» MATERIAL PROVIDED:

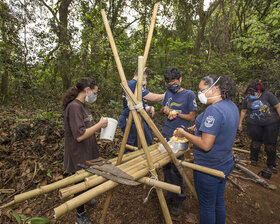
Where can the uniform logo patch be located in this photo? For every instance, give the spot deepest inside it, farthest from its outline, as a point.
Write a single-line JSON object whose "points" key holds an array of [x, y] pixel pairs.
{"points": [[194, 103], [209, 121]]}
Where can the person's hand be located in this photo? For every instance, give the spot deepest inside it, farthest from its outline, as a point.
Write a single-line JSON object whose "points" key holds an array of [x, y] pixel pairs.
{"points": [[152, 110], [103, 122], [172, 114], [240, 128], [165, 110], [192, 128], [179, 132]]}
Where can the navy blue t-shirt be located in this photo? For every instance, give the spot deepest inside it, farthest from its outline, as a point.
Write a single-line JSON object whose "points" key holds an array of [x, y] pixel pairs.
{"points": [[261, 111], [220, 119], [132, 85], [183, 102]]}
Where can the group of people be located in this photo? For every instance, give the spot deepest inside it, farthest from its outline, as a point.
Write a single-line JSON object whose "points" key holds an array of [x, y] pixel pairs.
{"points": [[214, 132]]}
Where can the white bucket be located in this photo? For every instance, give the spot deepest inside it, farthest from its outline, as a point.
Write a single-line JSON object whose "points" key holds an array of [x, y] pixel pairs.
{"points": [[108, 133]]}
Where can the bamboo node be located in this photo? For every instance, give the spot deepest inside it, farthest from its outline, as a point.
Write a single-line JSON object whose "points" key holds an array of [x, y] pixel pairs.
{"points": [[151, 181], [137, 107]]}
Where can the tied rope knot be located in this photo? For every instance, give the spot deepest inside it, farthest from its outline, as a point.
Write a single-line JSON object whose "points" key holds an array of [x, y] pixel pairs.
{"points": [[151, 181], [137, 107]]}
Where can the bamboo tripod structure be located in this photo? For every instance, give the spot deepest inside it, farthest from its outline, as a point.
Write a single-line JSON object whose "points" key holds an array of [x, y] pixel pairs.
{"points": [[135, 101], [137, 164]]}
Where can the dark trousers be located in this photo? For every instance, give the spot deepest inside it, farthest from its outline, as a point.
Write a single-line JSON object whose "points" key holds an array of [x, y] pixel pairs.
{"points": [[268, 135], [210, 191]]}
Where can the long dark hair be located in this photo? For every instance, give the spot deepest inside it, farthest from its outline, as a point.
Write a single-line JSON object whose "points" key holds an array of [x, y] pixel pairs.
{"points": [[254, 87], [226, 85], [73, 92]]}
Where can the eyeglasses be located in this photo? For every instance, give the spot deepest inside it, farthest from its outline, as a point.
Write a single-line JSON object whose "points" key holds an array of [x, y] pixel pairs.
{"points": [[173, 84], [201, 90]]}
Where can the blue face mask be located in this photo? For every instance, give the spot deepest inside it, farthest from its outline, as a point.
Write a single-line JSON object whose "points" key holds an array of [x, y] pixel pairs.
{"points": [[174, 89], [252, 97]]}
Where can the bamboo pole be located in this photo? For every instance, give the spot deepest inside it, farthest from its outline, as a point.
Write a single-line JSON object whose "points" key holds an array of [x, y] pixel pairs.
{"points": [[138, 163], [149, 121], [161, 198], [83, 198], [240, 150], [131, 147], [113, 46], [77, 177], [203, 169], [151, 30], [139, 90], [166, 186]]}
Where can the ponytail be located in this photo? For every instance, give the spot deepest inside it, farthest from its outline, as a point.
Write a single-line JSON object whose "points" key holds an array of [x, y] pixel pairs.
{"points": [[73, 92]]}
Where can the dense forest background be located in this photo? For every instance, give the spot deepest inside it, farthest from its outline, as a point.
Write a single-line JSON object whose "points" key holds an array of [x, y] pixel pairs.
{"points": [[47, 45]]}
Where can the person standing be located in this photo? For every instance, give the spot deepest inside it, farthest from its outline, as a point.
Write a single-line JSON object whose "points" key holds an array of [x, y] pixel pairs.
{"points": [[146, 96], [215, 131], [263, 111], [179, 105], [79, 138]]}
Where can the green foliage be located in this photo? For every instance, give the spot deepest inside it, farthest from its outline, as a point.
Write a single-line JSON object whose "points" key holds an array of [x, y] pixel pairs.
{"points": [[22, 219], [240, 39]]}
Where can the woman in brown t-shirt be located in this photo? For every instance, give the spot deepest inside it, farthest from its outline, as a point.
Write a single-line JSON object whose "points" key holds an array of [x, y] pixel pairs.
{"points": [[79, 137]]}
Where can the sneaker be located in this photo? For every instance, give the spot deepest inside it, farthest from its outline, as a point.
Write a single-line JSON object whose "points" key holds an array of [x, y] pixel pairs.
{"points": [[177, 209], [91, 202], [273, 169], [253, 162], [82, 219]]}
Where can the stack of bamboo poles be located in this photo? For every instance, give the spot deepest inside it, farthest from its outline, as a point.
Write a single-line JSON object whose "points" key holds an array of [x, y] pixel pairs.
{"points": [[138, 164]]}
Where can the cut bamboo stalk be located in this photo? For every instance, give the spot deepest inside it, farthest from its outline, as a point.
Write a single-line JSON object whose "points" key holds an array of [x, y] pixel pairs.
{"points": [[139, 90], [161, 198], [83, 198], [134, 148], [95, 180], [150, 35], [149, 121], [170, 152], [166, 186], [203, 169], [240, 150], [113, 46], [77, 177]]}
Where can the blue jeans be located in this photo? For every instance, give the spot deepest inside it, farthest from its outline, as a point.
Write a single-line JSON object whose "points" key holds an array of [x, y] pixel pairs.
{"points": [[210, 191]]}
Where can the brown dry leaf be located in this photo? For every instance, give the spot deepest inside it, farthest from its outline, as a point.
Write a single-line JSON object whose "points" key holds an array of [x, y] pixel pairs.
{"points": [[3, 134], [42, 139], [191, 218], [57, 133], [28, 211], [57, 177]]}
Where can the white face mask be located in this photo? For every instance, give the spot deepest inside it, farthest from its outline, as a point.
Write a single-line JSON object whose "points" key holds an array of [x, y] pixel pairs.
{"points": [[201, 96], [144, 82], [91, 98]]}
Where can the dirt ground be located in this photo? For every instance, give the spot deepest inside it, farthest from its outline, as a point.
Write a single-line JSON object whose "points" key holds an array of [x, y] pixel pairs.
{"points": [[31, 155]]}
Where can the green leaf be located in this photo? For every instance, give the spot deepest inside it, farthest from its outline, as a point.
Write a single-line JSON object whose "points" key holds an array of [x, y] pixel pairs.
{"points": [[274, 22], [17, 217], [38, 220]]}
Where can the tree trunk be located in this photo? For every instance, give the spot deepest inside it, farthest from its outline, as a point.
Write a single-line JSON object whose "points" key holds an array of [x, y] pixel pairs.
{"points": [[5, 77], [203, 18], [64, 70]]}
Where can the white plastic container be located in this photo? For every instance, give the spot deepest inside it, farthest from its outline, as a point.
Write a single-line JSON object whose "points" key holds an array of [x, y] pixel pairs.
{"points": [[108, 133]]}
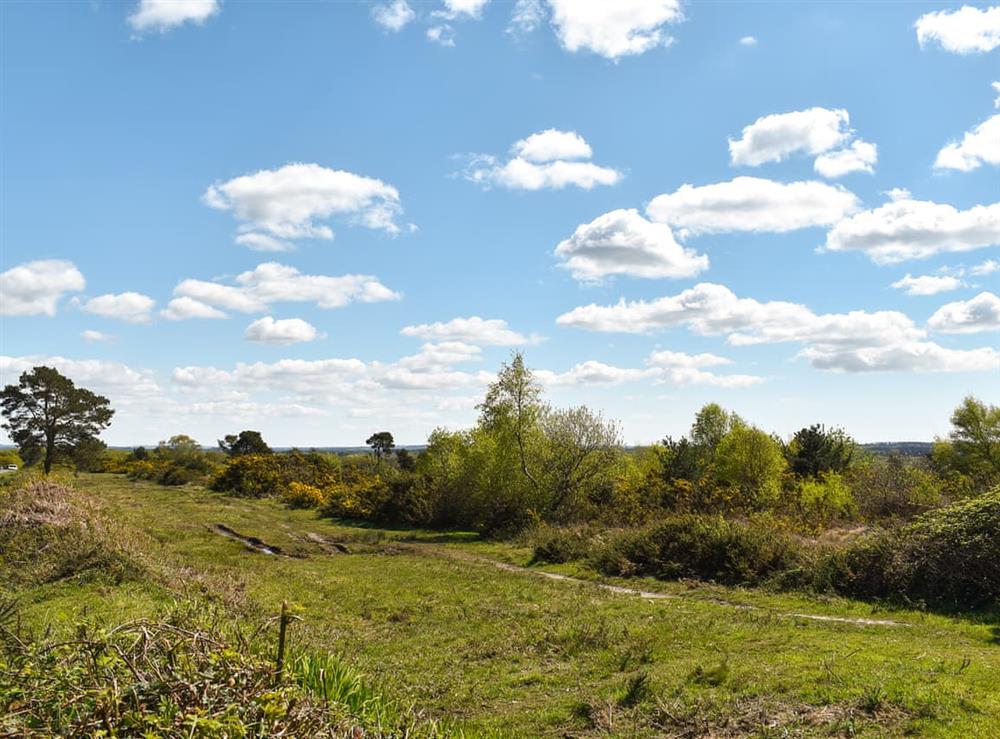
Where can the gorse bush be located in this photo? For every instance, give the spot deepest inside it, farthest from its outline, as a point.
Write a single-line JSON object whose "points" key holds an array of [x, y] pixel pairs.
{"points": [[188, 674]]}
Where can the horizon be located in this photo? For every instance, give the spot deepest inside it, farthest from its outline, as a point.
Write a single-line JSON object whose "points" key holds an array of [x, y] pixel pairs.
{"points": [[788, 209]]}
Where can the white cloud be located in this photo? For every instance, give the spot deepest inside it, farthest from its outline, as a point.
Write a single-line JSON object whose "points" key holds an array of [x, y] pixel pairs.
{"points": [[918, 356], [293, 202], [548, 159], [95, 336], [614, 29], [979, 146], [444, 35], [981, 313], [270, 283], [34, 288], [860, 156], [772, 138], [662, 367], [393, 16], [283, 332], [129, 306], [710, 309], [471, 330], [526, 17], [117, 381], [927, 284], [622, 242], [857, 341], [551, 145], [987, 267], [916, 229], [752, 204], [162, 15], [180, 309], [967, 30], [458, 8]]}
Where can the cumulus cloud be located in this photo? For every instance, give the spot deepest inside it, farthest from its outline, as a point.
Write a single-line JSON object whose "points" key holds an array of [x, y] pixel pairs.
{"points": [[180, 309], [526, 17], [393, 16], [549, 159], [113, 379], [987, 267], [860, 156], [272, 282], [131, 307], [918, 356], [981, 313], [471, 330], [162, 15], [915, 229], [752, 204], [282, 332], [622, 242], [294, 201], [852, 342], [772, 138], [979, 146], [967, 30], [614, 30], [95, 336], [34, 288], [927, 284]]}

» SET PROBLEM: Locate "Where can the white plastic" in the entries above. Copy, exactly and only, the lines from that line to the end, leaving out the pictures.

» RESPONSE TO THIS TASK:
Where can the white plastic container be located in this photo? For every instance, give the spot deepest inside it, farthest from its outline, as a point.
Write a single-line JSON object whose "points" key holds an array of [x, y] pixel pairs.
{"points": [[108, 133]]}
Where can the gorse bush be located in this photo? For every instance, give the spot deepest inside it, farthest from its outline, as a point.
Write a single-line JSON object whose "points" key holds an array of [x, y] pixel pairs.
{"points": [[188, 674]]}
Where can the horizon be located in this photo? For every instance, give the spot deepest inside it, farthest from its outline, as a point.
Write a single-line JSON object whose "points" key holds an array of [x, y] pixel pairs.
{"points": [[788, 209]]}
Where can the white cloud be located in this photo? For every instance, give the spot deepest inside it, farthest from its outline, as a point.
Write a single-line JSON object whose "points" key holds an array of [x, y] pixel pairs.
{"points": [[918, 356], [293, 202], [548, 159], [95, 336], [614, 29], [979, 146], [444, 35], [981, 313], [270, 283], [34, 288], [860, 156], [772, 138], [662, 367], [393, 16], [283, 332], [129, 306], [710, 309], [471, 330], [526, 17], [117, 381], [927, 284], [622, 242], [857, 341], [551, 145], [987, 267], [916, 229], [752, 204], [162, 15], [180, 309], [967, 30], [458, 8]]}
Where can the cumulus cloud be located in this photo? For every instance, give the spot deepest inside it, farthest from its outline, as a point.
Write a single-line JSON object whose "points" key holds an array of [x, y] pixel pairs.
{"points": [[180, 309], [526, 17], [393, 16], [549, 159], [113, 379], [987, 267], [860, 156], [272, 282], [131, 307], [918, 356], [981, 313], [471, 330], [162, 15], [915, 229], [752, 204], [282, 332], [622, 242], [294, 201], [852, 342], [772, 138], [979, 146], [967, 30], [614, 30], [95, 336], [34, 288], [927, 284]]}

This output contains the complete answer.